──────── Data shown ────────
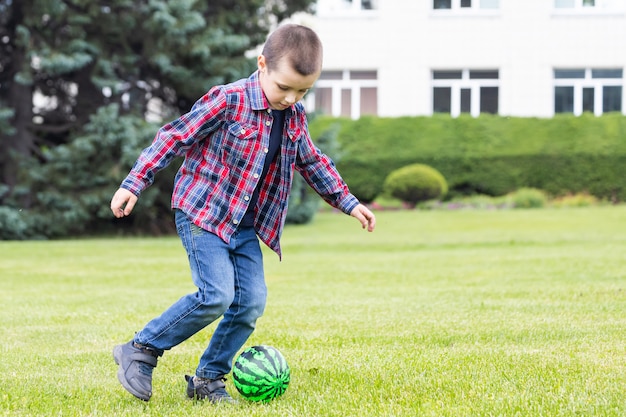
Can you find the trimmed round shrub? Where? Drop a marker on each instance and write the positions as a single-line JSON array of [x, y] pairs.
[[416, 183], [528, 198]]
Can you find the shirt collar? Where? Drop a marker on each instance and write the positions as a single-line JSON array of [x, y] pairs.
[[255, 92]]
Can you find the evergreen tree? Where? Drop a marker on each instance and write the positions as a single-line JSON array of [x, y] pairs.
[[90, 66]]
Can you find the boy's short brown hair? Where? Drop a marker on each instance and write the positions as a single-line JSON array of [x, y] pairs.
[[298, 44]]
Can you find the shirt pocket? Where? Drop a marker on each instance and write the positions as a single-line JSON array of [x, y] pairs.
[[241, 131], [241, 144]]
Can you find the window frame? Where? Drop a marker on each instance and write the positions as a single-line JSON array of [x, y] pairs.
[[581, 86], [579, 7], [460, 86], [457, 9], [349, 80], [337, 8]]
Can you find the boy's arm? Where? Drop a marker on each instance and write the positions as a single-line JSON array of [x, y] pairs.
[[365, 216], [123, 202], [170, 141]]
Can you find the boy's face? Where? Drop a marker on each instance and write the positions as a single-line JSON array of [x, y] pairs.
[[283, 86]]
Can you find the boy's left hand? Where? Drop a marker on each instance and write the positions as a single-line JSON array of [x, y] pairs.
[[365, 216]]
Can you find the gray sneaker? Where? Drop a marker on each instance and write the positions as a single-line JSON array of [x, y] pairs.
[[213, 390], [135, 372]]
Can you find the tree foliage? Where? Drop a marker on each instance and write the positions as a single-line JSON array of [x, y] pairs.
[[76, 73]]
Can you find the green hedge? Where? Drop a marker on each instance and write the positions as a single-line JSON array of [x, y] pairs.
[[491, 155]]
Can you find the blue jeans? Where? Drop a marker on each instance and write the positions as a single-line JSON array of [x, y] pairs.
[[230, 282]]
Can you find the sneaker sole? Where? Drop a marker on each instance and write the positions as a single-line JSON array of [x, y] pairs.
[[117, 356]]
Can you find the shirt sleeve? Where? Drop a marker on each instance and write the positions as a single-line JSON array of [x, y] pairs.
[[320, 173], [175, 138]]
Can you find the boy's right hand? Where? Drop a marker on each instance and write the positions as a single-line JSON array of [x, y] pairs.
[[123, 202]]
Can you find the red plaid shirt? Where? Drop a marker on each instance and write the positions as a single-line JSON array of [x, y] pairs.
[[224, 139]]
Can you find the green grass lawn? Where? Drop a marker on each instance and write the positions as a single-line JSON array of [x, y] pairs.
[[436, 313]]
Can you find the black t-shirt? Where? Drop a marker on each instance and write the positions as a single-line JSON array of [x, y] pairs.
[[276, 136]]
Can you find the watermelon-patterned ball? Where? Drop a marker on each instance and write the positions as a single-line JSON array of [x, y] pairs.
[[261, 373]]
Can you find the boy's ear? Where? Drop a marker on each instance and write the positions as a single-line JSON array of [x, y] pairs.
[[261, 64]]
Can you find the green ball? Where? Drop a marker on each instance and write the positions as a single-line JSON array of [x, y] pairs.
[[261, 373]]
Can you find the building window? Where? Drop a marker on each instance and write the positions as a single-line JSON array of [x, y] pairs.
[[347, 93], [588, 6], [590, 90], [465, 91], [334, 7], [464, 5]]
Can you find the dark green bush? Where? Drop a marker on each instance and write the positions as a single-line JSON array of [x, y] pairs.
[[491, 155], [415, 183]]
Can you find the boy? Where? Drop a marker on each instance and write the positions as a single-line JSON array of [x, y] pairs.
[[241, 143]]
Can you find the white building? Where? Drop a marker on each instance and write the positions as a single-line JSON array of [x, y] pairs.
[[510, 57]]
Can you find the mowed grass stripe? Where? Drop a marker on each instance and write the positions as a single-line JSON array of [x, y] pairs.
[[515, 312]]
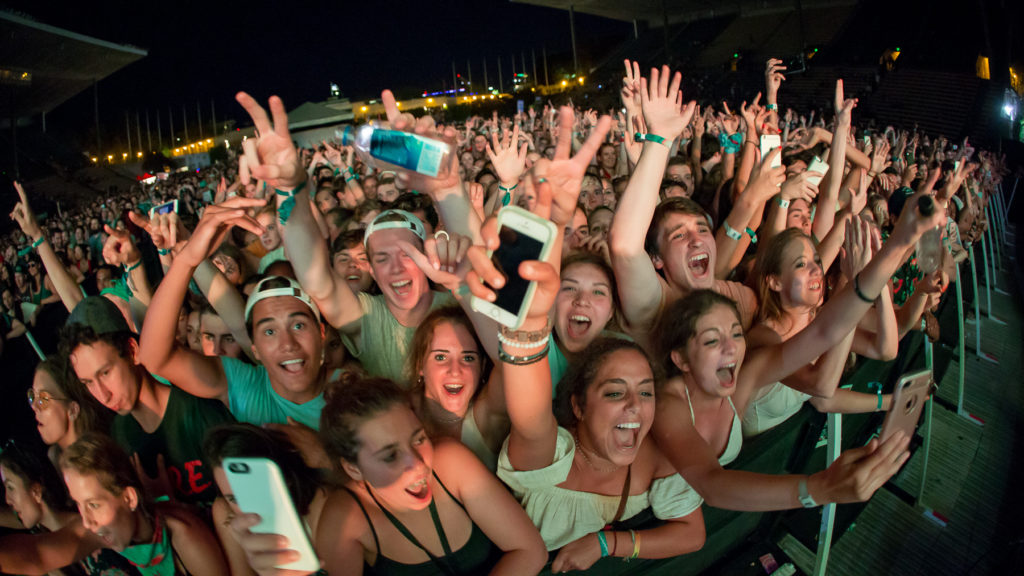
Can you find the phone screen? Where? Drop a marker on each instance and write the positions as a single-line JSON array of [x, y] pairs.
[[515, 249], [165, 208]]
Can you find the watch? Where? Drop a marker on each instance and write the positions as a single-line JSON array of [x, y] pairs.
[[805, 496]]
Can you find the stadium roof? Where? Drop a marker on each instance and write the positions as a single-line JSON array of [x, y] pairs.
[[654, 11], [46, 66]]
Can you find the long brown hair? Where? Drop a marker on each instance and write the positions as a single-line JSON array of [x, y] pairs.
[[418, 348], [770, 263]]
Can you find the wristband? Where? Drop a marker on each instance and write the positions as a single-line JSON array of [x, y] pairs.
[[604, 544], [651, 138], [731, 232], [856, 290], [805, 497], [521, 360], [633, 535], [288, 204]]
────────
* Stated exercise *
Switch "marker" to "pin" and give the lines again, changing nothing else. Begin at the line that has "Can you find the boy's left" and stop after the line that has "[[320, 173], [175, 138]]".

* The result *
Can you find the boy's left hand? Where? Drop a pin on each instance and write the positions as a single-line JSON array of [x, y] pairs.
[[365, 216]]
Can you find the gray sneaker? Where? Drop a pin on each instance and write the positions as a single-line JSON array of [x, y] pairs.
[[213, 390], [135, 372]]
Can you find the tree foliage? Where? Drop a pin on each instance and write the positions as a single-line JSON array of [x, y] pairs.
[[76, 73]]
Can you find the green hedge? Where? Drop a pin on each instance and write the positions as a single-line JSON array of [x, y] pairs.
[[491, 155]]
Can you find the blue jeans? Where? Drop a pin on each instance and write the positions as a single-line JSON array of [x, y] pairs.
[[230, 282]]
Can you find the sneaker sole? Where? Drop a pin on each instance and write the positions as a single-line JSON array of [x, y] pairs.
[[117, 356]]
Can you find the shirt sleeve? Where? Drop a pin on each instance and write the positions as a single-line JSON array of [x, y] pairs.
[[320, 173], [175, 138]]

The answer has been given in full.